▶ Source

An electric switch has herein been described having a rotor drive assembly that rapidly drives the switch contact blade and line and load contacts into simultaneous connection with their respective line and load stabs. Especially oriented contact springs substantially increase the forces applied between the line and load contacts and their respective line and load stabs.
FIG. 1 is a side view in partial section of the electrical safety switch according to the invention;
FIG. 2 is a top perspective view, in isometric projection, of the components within the electrical safety switch of FIG. 1;
FIG. 3 is a side view of the rotor drive assembly within the electrical safety switch of FIG. 1;
FIGS. 4A-4C are side views, in partial section, of the rotor drive assembly of FIG. 3 illustrating the contact blade progressing from the "ON" to "OFF" position; and
FIGS. 5A-5C are end views of the contact blade of FIG. 1 progressing into the "ON" position.
The electrically insulative properties of thermally stable plastic materials multi-functionally houses and insulates the electrical components contained therein for electrical switching applications. The impact resistance of the plastic material facilitates mounting the movable components within the plastic enclosure without fear of damage caused by the violent arcs that occur when the switch contacts are connected and disconnected while carrying current. Suitable plastic materials for the switch enclosure are "Valox", a registered trademark of GE Company for polybutylene terepthalate and "Noryl", a trademark of GE Company for a modified polyphenylene oxide. One such molded plastic enclosure for electrical disconnect switches is described within U.S. Pat. No. 4,675,782 which is incorporated herein for reference purposes.
It is understood that electric arcs will form between a pa1r of electric contacts when the current through the contacts is interrupted and some arc chute means are required to cool and quench the electric arc. The larger the current during interruption, the more intense the arc and hence, the larger the arc chute required. The duration of the arc is related to the time involved in moving the electric contacts a sufficient distance such that the arc voltage necessary to maintain the arc is greater than the available systems voltage.

Data taken from a collection:
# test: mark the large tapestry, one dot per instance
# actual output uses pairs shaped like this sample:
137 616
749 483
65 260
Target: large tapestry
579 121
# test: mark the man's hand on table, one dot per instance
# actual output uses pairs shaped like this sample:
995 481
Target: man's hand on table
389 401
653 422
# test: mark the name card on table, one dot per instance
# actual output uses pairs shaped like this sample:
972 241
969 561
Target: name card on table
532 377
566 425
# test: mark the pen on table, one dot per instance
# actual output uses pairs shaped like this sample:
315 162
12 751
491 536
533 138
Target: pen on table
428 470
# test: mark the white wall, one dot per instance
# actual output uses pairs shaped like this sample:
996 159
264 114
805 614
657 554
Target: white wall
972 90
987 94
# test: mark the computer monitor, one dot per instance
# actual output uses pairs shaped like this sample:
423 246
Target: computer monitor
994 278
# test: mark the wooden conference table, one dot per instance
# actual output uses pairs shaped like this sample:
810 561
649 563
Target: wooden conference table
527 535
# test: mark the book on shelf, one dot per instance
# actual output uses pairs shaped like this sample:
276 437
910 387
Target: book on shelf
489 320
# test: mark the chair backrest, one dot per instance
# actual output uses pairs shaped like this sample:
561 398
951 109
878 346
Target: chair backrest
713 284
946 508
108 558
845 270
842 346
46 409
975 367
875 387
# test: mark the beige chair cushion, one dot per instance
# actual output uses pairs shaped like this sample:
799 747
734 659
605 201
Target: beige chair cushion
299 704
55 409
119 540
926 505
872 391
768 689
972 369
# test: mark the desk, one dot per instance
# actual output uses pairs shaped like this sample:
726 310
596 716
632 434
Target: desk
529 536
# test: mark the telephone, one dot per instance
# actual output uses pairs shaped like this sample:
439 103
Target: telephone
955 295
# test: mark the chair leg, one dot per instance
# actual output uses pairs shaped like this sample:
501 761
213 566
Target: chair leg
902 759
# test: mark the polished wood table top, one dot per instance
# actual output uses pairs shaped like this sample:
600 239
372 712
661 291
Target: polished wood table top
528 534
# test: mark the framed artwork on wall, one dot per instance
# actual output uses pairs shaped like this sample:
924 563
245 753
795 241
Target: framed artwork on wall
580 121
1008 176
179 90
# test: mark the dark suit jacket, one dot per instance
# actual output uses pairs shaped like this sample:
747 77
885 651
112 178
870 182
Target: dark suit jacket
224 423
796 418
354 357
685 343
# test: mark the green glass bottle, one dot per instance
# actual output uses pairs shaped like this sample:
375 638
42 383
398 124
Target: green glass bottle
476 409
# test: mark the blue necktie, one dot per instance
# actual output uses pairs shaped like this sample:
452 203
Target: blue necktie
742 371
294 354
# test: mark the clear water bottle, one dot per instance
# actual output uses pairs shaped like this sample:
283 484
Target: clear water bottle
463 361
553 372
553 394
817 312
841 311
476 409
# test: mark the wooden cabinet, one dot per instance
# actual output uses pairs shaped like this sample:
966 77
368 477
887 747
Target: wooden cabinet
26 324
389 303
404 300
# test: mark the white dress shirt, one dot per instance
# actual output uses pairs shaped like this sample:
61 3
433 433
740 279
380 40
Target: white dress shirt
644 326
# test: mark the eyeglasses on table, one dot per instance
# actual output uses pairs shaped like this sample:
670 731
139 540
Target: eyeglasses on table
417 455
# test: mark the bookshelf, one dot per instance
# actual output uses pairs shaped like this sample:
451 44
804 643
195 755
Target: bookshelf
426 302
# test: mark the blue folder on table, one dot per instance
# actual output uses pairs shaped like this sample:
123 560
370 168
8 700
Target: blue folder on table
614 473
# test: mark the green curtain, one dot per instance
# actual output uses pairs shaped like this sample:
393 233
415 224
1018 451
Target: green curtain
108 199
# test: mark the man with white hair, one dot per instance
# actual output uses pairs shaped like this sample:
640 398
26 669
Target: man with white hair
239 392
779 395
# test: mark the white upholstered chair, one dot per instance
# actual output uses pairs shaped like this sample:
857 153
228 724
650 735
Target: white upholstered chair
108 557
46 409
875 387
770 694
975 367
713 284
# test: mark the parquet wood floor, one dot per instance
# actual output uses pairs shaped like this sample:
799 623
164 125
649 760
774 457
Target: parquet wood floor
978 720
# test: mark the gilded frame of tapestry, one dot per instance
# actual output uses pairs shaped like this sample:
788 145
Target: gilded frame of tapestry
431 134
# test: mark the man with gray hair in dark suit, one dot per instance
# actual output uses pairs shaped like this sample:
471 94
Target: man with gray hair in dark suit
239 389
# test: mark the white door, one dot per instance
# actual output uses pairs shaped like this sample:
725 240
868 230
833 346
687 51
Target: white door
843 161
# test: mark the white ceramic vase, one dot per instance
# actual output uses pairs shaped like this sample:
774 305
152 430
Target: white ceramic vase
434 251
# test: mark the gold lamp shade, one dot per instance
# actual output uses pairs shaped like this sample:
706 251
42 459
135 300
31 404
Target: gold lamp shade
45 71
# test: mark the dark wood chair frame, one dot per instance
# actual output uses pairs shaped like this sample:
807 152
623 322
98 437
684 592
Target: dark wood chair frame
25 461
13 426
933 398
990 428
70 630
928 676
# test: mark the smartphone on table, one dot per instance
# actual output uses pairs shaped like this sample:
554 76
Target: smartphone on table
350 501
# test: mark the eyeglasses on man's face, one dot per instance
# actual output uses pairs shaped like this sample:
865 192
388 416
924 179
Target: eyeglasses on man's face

▶ Goal 1
Which two plastic materials does the patent excerpt name as suitable for the switch enclosure?
▶ Goal 2
How many lines in the rows contain the string "smartphone"? Reply with the number only.
The rows are unrelated to the patent excerpt.

▶ Full response 1
Valox (polybutylene terepthalate) and Noryl (a modified polyphenylene oxide).

▶ Full response 2
2